→ TEXT UNDER STUDY
Henderson Computer Resources Center and Henderson Technology Laboratories
Academic computing at Bard College has experienced rapid growth since its origins in the mid-1980s, with hundreds of public-area computers distributed throughout the campus. These machines and related information technology services are managed from the Henderson Computer Resources Center (HCRC) and the Henderson Technology Laboratories, the campus’s central computing facilities. The HCRC houses approximately 90 computers of different types and capabilities, including Macintosh and Windows-based PCs; specialized multimedia workstations; IBM RS/6000, Sun, and Linux workstations; X-station equipment; and an extensive software library. The Henderson Technology Laboratories building features a large, mixed Macintosh and Windows-based PC public computing lab, which is open 24 hours a day, seven days a week, and a PC-based computer classroom and video conference facility.
A gigabit fiber-optic backbone network and 100Mb switched Ethernet link the College's various facilities and provide students and faculty with unlimited access to the Internet and e-mail. Wireless networking zones (WiFi hotspots) are located in many places on campus, including residence halls, the library, Bertelsmann Campus Center, Fisher Center for the Performing Arts, and Gabrielle H. Reem and Herbert J. Kayden Center for Science and Computation.

→ EXCERPTED RECORDS
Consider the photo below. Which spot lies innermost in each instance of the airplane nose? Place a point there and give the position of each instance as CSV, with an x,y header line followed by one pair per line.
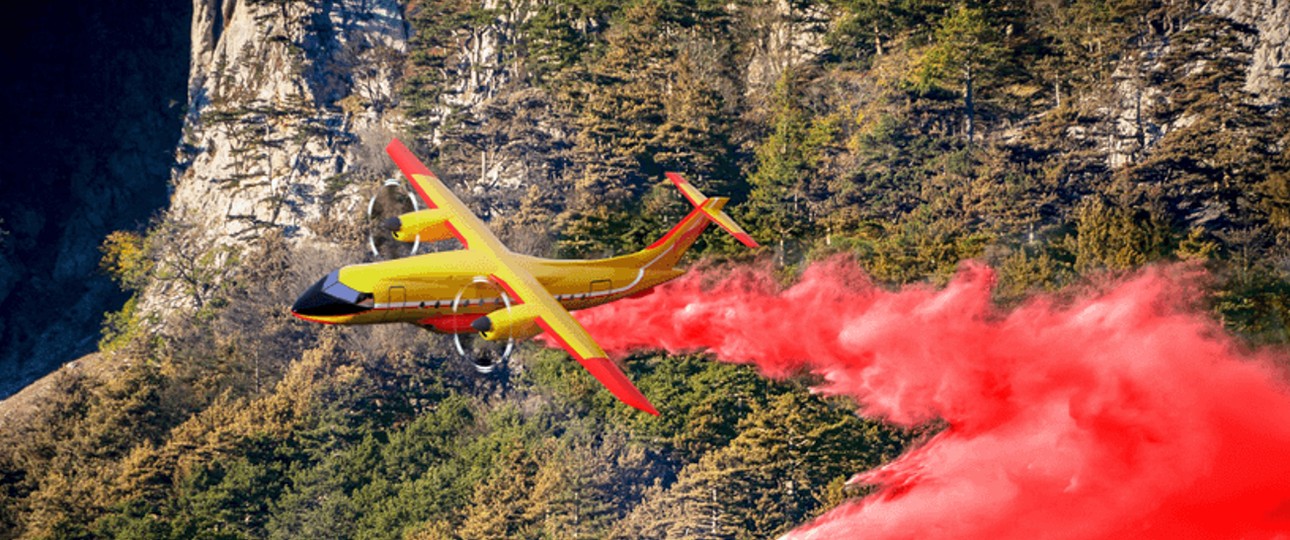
x,y
329,297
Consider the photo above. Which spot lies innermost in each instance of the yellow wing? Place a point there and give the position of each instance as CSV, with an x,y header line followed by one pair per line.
x,y
519,282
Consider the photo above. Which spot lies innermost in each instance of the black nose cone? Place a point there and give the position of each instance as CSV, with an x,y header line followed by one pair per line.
x,y
329,297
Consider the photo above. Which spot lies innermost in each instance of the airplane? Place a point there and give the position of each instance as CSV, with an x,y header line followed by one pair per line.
x,y
485,288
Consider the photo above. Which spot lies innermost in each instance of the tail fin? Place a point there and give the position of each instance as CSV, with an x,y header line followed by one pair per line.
x,y
714,213
668,249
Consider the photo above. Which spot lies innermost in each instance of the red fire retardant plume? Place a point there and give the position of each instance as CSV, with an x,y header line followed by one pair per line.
x,y
1121,415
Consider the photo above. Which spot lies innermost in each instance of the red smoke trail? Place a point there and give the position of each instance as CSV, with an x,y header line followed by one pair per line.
x,y
1125,414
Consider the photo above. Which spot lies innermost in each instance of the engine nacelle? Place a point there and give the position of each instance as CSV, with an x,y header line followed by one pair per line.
x,y
516,322
425,226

→ ACTIONS TO TAKE
a) According to the text on Bard College's computing facilities, what hours is the public computing lab in the Henderson Technology Laboratories building open?
b) Resume the text on Bard College's computing facilities, picking up right after its final sentence.

→ RESPONSES
a) It is open 24 hours a day, seven days a week.

b)
Bard College Field Station
The Bard College Field Station, built in 1971, is on the Hudson River near Tivoli South Bay and the mouth of the Saw Kill. Its location affords research and teaching access to freshwater tidal marshes, swamps and shallows, perennial and intermittent streams, young and old deciduous and coniferous forests, old and mowed fields, and other habitats. A library, herbarium, laboratories, classroom, and offices are open to undergraduate and graduate students, faculty, and environmental researchers by prior arrangement. Also based at the Field Station are laboratories of the Hudson River National Estuarine Research Reserve of the New York State Department of Environmental Conservation and Hudsonia Ltd., an environmental research institute. The Field Station is owned by the College and operated with support from the Research Reserve, Hudsonia, and other public and private funding sources.
Off Campus
Rockefeller University Bard Students participating in the Bard-Rockefeller Summer Undergraduate Research Fellowship (SURF) Program and The Bard-Rockefeller Semester in Science (BRSS) will have access to the facilities of Rockefeller University and their placement laboratories.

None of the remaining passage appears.